● **Directions for this task**
Please retype the records below exactly, leaving out any pictures.
● ● ● ● ● ● ●
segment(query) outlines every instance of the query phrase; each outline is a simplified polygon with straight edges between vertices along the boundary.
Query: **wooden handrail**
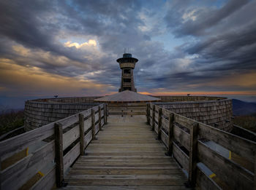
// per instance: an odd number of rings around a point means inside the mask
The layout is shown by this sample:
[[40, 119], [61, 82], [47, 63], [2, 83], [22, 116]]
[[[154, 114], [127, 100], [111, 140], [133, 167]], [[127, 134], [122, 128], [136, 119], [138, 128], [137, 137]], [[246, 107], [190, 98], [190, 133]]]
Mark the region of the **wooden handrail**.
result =
[[[206, 176], [205, 173], [198, 167], [198, 163], [201, 162], [213, 171], [217, 178], [232, 189], [256, 189], [255, 142], [187, 118], [154, 103], [148, 103], [147, 108], [148, 124], [158, 137], [161, 137], [167, 147], [167, 154], [176, 157], [187, 171], [188, 184], [190, 186], [197, 186], [203, 189], [207, 189], [207, 186], [214, 189], [220, 188], [219, 184], [216, 183], [209, 176]], [[158, 124], [154, 121], [157, 113]], [[208, 146], [200, 139], [214, 141], [246, 158], [255, 165], [254, 168], [248, 170], [239, 163], [223, 157], [211, 148], [204, 148]], [[211, 154], [211, 157], [209, 157], [209, 154]]]
[[64, 174], [79, 155], [84, 154], [84, 149], [106, 123], [106, 104], [96, 106], [0, 142], [1, 161], [29, 146], [44, 143], [37, 150], [1, 170], [0, 189], [18, 189], [46, 166], [49, 167], [48, 171], [31, 189], [48, 187], [50, 189], [55, 184], [59, 187], [63, 186]]

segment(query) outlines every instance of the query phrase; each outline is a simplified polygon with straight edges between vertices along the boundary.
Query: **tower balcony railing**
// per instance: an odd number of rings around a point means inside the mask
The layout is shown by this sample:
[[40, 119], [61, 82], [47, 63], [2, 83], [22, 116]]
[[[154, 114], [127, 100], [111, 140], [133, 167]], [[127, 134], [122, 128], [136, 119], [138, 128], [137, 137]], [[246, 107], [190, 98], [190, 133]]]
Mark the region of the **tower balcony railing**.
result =
[[132, 74], [123, 74], [123, 77], [124, 78], [131, 78]]
[[130, 83], [130, 82], [124, 82], [123, 83], [123, 87], [132, 87], [132, 83]]

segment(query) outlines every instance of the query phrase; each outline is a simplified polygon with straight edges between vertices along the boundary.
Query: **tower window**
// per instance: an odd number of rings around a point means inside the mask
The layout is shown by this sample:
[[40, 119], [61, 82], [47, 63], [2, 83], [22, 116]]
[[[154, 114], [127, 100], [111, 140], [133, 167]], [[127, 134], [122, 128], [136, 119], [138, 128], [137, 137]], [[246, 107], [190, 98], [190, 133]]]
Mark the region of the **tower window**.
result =
[[131, 79], [124, 79], [124, 82], [131, 82]]
[[131, 70], [129, 70], [129, 69], [124, 69], [124, 74], [131, 74]]

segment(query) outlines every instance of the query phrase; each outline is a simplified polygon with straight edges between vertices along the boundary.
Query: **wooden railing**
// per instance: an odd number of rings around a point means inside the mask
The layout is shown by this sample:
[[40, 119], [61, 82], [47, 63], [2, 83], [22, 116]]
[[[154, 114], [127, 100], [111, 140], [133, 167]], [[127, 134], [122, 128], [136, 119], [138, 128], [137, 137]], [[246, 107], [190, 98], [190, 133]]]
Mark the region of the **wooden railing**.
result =
[[[256, 189], [256, 143], [196, 122], [152, 103], [147, 104], [147, 122], [188, 173], [188, 185], [202, 189]], [[243, 162], [223, 157], [207, 146], [213, 141]], [[208, 176], [203, 163], [214, 174]], [[211, 178], [214, 177], [214, 180]]]
[[[107, 122], [106, 111], [106, 105], [101, 104], [0, 142], [0, 189], [28, 189], [28, 186], [31, 189], [51, 189], [55, 184], [61, 186], [64, 174], [79, 155], [84, 155], [86, 146]], [[36, 150], [29, 154], [27, 152], [21, 159], [13, 160], [28, 147]], [[8, 160], [9, 165], [3, 168], [2, 163], [8, 163]], [[45, 168], [48, 171], [42, 174]], [[42, 177], [32, 183], [31, 178], [38, 173]], [[29, 186], [29, 183], [33, 186]]]

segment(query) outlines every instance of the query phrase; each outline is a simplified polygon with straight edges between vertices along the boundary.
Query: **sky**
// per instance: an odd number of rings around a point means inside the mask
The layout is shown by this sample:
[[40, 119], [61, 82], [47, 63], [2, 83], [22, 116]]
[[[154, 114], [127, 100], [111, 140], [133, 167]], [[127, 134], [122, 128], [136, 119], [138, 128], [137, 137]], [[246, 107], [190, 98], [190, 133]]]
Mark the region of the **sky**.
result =
[[1, 0], [0, 105], [117, 92], [124, 49], [139, 92], [256, 102], [256, 1]]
● ● ● ● ● ● ●
● **Response to this task**
segment(query) outlines every instance of the query phrase; each outline is a simplified polygon with straight edges between vertices along the boundary.
Query: **wooden handrail**
// per instance: an odd number of rings around a point means inside the mask
The layout is shown by this sample:
[[40, 119], [61, 82], [47, 63], [2, 83], [22, 116]]
[[[154, 114], [127, 100], [111, 140], [133, 167]], [[127, 134], [122, 128], [136, 119], [138, 128], [137, 137]], [[246, 107], [190, 98], [190, 133]]]
Mark the region of the **wooden handrail**.
result =
[[[206, 176], [205, 173], [198, 167], [198, 163], [201, 162], [213, 171], [217, 178], [232, 189], [256, 189], [255, 142], [187, 118], [154, 103], [148, 103], [147, 108], [148, 124], [158, 137], [161, 137], [167, 147], [167, 154], [176, 157], [187, 171], [188, 184], [190, 186], [197, 186], [203, 189], [207, 189], [207, 186], [214, 189], [220, 188], [219, 184], [216, 183], [209, 176]], [[158, 124], [154, 121], [157, 113]], [[208, 146], [200, 139], [214, 141], [246, 158], [255, 165], [254, 168], [248, 170], [239, 163], [223, 157], [211, 148], [204, 148]], [[211, 154], [211, 157], [209, 157], [209, 154]]]
[[64, 174], [79, 155], [84, 154], [84, 149], [106, 123], [106, 104], [96, 106], [0, 142], [1, 161], [29, 146], [44, 143], [37, 150], [1, 170], [0, 189], [18, 189], [46, 166], [49, 167], [48, 171], [31, 189], [48, 187], [50, 189], [55, 184], [59, 187], [63, 186]]

segment(query) outlines every instance of the query phrase; each outline is a simplified polygon with straight edges between vertices along the boundary.
Query: **tower balcony railing**
// per instance: an odd number of rings around a point means inside the mask
The layout is shown by this sample:
[[40, 119], [61, 82], [47, 63], [2, 83], [22, 116]]
[[[154, 114], [127, 100], [111, 140], [133, 167]], [[127, 134], [122, 128], [136, 119], [138, 128], [137, 137]], [[246, 107], [190, 98], [190, 133]]]
Mark the region of the **tower balcony railing**.
result =
[[132, 74], [123, 74], [123, 77], [124, 78], [131, 78]]
[[130, 83], [130, 82], [124, 82], [123, 83], [123, 87], [132, 87], [132, 83]]

segment(query) outlines every instance of the query phrase; each outline is a simplified polygon with straight edges between vertices along the boundary.
Query: **tower window**
// per instance: an odd number of rings around a point means inside the mask
The layout is shown by this sample:
[[40, 119], [61, 82], [47, 63], [2, 83], [22, 116]]
[[[154, 114], [127, 100], [111, 140], [133, 167]], [[127, 134], [122, 128], [136, 119], [138, 128], [137, 137]], [[246, 107], [190, 98], [190, 133]]]
Mark the region of the **tower window**.
result =
[[131, 79], [124, 79], [124, 82], [131, 82]]
[[131, 70], [129, 70], [129, 69], [124, 69], [124, 74], [131, 74]]

segment(query) outlines every instance of the query phrase; each outline is a simplified polygon with straight edges between vertices along the boundary.
Query: **wooden railing**
// per instance: an odd number of rings around a point means inside the mask
The layout is shown by this sample:
[[40, 119], [61, 82], [47, 63], [2, 83], [22, 116]]
[[[154, 114], [127, 100], [111, 140], [133, 167]], [[127, 134], [122, 128], [136, 119], [138, 128], [137, 137]], [[246, 107], [190, 98], [190, 133]]]
Mark the region of the **wooden railing**.
result =
[[[256, 189], [256, 143], [196, 122], [152, 103], [147, 104], [147, 122], [188, 173], [188, 185], [202, 189]], [[243, 162], [223, 157], [207, 146], [213, 141]], [[208, 176], [203, 163], [214, 174]], [[211, 178], [214, 177], [214, 180]]]
[[[107, 122], [106, 111], [106, 105], [101, 104], [0, 142], [0, 189], [28, 189], [28, 186], [31, 189], [51, 189], [55, 184], [61, 186], [64, 174], [79, 155], [84, 155], [86, 146]], [[36, 150], [29, 154], [27, 152], [21, 159], [13, 160], [28, 147]], [[8, 160], [9, 165], [3, 168], [2, 163], [8, 163]], [[45, 168], [48, 171], [42, 174]], [[42, 177], [32, 183], [31, 178], [38, 173]], [[29, 186], [29, 183], [33, 186]]]

segment(query) outlines every instance of the query phrase; each outline is a simplified polygon with straight edges between vertices along the boundary.
Query: **sky**
// per instance: an odd number of rings around a point means inside the mask
The layout is shown by this sample:
[[40, 119], [61, 82], [47, 63], [2, 83], [22, 116]]
[[[154, 114], [127, 100], [111, 140], [133, 167]], [[127, 134], [122, 128], [136, 119], [138, 128], [137, 137]], [[246, 107], [190, 98], [190, 133]]]
Mark the region of the **sky**.
result =
[[1, 0], [0, 105], [117, 92], [124, 49], [139, 92], [256, 102], [256, 1]]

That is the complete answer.